** Items from a dataset **
-*-
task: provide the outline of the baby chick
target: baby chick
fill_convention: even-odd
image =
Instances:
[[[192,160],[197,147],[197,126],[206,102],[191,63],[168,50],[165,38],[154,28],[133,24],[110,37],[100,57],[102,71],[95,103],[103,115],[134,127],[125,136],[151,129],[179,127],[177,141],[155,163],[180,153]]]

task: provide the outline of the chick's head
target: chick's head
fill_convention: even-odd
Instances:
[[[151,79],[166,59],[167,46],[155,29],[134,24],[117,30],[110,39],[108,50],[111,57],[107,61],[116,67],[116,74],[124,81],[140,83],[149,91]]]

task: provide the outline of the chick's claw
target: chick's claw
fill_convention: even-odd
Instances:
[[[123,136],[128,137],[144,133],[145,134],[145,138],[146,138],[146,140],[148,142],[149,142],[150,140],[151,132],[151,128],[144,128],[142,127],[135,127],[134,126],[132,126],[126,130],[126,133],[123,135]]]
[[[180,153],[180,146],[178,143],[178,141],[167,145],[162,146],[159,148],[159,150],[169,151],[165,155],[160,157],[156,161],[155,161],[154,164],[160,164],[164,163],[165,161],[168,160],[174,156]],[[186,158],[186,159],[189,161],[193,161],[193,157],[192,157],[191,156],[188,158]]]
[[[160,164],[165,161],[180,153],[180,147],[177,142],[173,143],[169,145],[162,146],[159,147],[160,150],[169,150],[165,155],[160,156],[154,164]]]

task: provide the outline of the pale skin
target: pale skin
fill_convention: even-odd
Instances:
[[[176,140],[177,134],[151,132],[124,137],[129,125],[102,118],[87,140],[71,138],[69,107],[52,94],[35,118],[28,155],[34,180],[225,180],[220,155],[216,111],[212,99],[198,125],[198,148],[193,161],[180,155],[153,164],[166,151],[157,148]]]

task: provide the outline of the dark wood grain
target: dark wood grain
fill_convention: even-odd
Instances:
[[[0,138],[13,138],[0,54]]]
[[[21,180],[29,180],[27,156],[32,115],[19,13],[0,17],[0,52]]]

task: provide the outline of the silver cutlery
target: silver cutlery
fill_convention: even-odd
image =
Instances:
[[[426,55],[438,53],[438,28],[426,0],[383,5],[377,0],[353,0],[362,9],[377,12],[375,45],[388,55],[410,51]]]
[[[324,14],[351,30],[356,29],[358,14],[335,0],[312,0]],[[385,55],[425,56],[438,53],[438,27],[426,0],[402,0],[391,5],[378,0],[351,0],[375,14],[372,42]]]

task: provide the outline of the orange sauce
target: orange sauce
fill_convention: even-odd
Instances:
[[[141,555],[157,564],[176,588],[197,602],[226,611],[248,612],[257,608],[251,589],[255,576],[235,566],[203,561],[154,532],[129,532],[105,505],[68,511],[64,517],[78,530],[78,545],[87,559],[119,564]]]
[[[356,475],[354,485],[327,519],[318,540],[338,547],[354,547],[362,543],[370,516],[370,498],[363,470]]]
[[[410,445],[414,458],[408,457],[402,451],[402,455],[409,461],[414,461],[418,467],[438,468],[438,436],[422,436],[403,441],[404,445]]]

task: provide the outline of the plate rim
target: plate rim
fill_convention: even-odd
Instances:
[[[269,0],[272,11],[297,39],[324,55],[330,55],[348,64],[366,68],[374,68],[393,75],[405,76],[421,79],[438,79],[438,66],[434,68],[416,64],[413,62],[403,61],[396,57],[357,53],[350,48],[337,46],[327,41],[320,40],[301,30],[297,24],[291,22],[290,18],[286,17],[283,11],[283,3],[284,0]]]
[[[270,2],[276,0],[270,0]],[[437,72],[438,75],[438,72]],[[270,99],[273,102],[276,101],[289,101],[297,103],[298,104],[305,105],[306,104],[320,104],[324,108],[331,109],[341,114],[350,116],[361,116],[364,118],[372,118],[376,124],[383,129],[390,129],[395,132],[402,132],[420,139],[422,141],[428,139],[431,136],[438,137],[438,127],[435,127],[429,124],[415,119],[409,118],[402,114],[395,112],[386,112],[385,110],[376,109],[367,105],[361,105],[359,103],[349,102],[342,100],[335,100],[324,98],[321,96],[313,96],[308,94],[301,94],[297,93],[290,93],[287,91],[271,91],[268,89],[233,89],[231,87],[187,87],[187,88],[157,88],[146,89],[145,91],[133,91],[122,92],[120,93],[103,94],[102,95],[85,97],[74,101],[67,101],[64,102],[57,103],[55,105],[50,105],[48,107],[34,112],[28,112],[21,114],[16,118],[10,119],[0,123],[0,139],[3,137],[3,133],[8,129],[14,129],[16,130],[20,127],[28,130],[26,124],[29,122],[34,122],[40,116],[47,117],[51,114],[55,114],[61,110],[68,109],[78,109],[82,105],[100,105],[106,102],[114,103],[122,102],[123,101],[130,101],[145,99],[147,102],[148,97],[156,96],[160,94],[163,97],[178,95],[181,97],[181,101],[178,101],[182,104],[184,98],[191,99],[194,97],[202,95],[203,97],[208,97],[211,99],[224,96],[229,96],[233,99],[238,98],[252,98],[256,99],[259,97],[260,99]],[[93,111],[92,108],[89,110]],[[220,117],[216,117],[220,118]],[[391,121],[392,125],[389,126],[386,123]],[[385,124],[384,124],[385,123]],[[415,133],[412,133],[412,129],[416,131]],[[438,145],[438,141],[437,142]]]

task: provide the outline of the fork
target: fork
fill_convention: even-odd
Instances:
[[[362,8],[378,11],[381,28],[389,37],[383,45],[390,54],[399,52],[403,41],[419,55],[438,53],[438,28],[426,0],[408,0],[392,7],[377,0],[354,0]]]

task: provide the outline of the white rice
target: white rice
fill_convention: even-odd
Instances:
-*-
** Short problem **
Output every line from the one containing "task: provide the outline of the white rice" down to the end of the rows as a JSON list of strings, one string per line and with blank lines omitted.

** Solution for this exercise **
[
  "task: provide the outline of the white rice",
  "target: white rice",
  "fill_convention: even-odd",
  "Instances:"
]